Show each line of the records below that contains the string "cloud", copied verbatim.

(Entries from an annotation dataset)
* * * * * * *

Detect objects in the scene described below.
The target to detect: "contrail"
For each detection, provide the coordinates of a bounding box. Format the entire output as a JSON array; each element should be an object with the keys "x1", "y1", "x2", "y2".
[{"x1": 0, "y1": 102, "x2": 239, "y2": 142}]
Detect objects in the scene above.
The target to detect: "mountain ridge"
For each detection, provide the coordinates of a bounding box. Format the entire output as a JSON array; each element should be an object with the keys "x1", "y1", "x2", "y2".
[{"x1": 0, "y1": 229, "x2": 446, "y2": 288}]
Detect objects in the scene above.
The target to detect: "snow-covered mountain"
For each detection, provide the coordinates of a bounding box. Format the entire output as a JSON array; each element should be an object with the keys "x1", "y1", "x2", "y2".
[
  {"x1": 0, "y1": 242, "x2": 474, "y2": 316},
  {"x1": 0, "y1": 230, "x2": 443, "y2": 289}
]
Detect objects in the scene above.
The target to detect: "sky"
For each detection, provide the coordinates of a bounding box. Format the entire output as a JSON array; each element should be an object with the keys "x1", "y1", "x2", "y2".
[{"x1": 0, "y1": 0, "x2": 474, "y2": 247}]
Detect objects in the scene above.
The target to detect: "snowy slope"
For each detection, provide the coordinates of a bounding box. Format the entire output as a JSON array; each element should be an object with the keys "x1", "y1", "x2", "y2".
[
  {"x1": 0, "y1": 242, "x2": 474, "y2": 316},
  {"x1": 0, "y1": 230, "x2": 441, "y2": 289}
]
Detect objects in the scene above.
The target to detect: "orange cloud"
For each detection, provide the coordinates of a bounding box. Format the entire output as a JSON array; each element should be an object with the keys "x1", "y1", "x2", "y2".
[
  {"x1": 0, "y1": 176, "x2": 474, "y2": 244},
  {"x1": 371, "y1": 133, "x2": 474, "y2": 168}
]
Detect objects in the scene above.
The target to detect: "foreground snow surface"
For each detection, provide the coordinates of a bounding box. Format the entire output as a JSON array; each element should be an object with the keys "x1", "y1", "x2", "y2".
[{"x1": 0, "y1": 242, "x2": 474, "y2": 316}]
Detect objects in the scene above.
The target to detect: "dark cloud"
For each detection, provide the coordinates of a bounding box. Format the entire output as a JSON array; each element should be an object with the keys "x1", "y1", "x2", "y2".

* * * * * * *

Answer
The target to detect: "orange cloud"
The target to detect: "dark cloud"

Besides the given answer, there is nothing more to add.